Bei uns in OÖ war nicht viel los, konnte am Freitag bzw. Samstag wieder ein paar Blaunase und ein wenig anders 'Kleinzeugs' fangen .. eine schöneren Fisch hab ich dann verloren, Biss kam auf zwei Maiskörner u. Made am feinen Stoppel.

Naja, heute soll ja das Wetter wieder sehr schön werden, vielleicht komm ich rechtzeitig von der Arbeit weg ..


----------



## rob (27. März 2006)

*AW: AW Fänge 2006*

super drohne!!!
du hast die karpfensaison in aw mit einem knall eröffnet:m
dickes petri zu dem schönen schuppi!!!!
lg rob


----------



## richard (27. März 2006)

*AW: AW Fänge 2006*

Gratulation Drohne!

Da freut man sich auf die Saison. Ich habe leider noch immer nicht meine Angelkarte zugeschickt bekommen. Warte schon sehnsüchtig...

Ritschie


----------



## Drohne (27. März 2006)

*AW: AW Fänge 2006*

@ Rob

Danke sehr, wenn unser Häuptling einverstanden ist, passt ja wieder bestens:m . Übrigens, der Drohn ist natütlich auch heuer wieder bestens motiviert, deshalb hoffe ich sehr, hier öfters solche Berichte machen zu können.

@ Richard

detto Danke schön, sehr nett von Dir#6 

Also mit der Karte hast offenbar etwas, ich würde ganz dringend bei Fr. Eisenbock urgieren. Ist übrigens eine sehr nette Dame die der Sache sicherlich sofort nachgeht. Ich bekam meine Karte bereits etwa Mitte Dezember per Post übermittelt.

LG Josef


----------



## fingers (27. März 2006)

*AW: AW Fänge 2006*

_toller fang !_
_das nenn ich einen einstand, bei den gelben, bin schon neugierig auf die big games :z !_

_das einzige was ich am samstag fing, war eine fette spinne #d , und die ist mir entwischt #t _



_                    m f g     fingers_


----------



## Florian12 (27. März 2006)

*AW: AW Fänge 2006*

Petri Heil zum Karpfen!#6 
Jetzt gehts schon langsam los. Hoffentlich kommt jetzt keine all zu große Überschwemmung wegen dem Schmelzwasser.|uhoh: Wäre toll endlich mal wieder ohne Regenschirm und Schal fischen zu gehen.
lg Florian12


----------



## Drohne (29. März 2006)

▶ _Das Material_

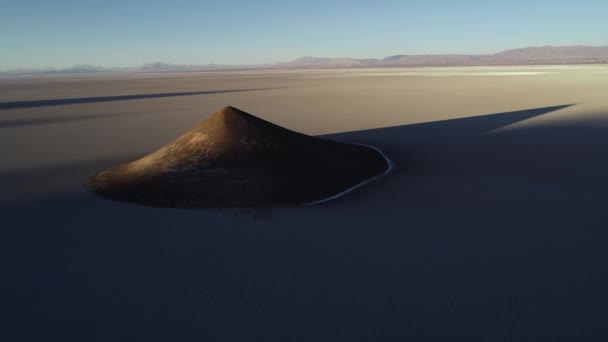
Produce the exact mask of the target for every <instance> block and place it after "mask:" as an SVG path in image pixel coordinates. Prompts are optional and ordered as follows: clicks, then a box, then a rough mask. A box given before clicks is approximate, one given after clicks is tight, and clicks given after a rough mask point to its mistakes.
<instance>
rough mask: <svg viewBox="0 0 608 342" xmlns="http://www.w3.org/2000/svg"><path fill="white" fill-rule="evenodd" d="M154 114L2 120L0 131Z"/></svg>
mask: <svg viewBox="0 0 608 342" xmlns="http://www.w3.org/2000/svg"><path fill="white" fill-rule="evenodd" d="M149 114H155V112H151V113H147V112H134V113H120V114H90V115H81V116H56V117H50V118H49V117H47V118H36V119H19V120H3V121H0V129H5V128H14V127H24V126H38V125H49V124H55V123H62V122H73V121H90V120H99V119H111V118H121V117H127V116H136V115H149Z"/></svg>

▶ _Aufgaben_
1 - Wann erhielt Drohne laut dem Forenthread über Angelfänge die eigene Angelkarte?
2 - Führe den Forenthread über Angelfänge im Anschluss an die letzte Zeile weiter.
Das Material steht für sich und hat mit dem Ausgangstext nichts zu tun.

▶ _Lösungen nach Nummer_
1 - Etwa Mitte Dezember, per Post.

2 -
*AW: AW Fänge 2006*

Hallo Jungs! 

Diesmal hat der Drohn keine erfreulichen Nachrichten für Euch#t . Unser Revier schaut einfach Katastophal aus. Es ist echt nicht zu schildern was da alles aus dem Waldviertel runterkommt. Riesige Bäume, teilweise noch mit den Wurzelstock daran und ganze Landzungen, die offenbar unterspült und einfach mitgerissen werden, treiben herum. Die Boote liegen nahezu allle verkehrt im Wasser und teilweise -je nach Befestigung- mit dem Bug oder Heck nach oben.

Auf dem Bild kann man bei genauer Betrachtung, gerade noch die Brücke beim Wehr erkennen. Das Hochwasser vom Vorjahr war dagen ein Rinnsal, ich würde sogar sagen, etwa vergleichbar mit dem Hochwasser von 2002.


----------



## stockfisch (30. März 2006)

*AW: AW Fänge 2006*

Hallo Drohne,



			
				Drohne schrieb:
			
		

> Hallo Jungs!
> Das Hochwasser vom Vorjahr war dagen ein Rinnsal, ich würde sogar sagen, etwa vergleichbar mit dem Hochwasser von 2002.



hmm das sieht ja richtig übel aus bei euch .. bei uns in Linz ist die Donau seit gestern Mittags am Fallen; von 650cm auf 600cm .. bin also guter Hoffnung |bla:
vielleicht geht dann wieder was - am Montag als das Wasser noch nicht wirklich merkbar höher war, bin ich wieder mal als Schneider heimgegangen 

Schönen Tag noch,


----------



## richard (30. März 2006)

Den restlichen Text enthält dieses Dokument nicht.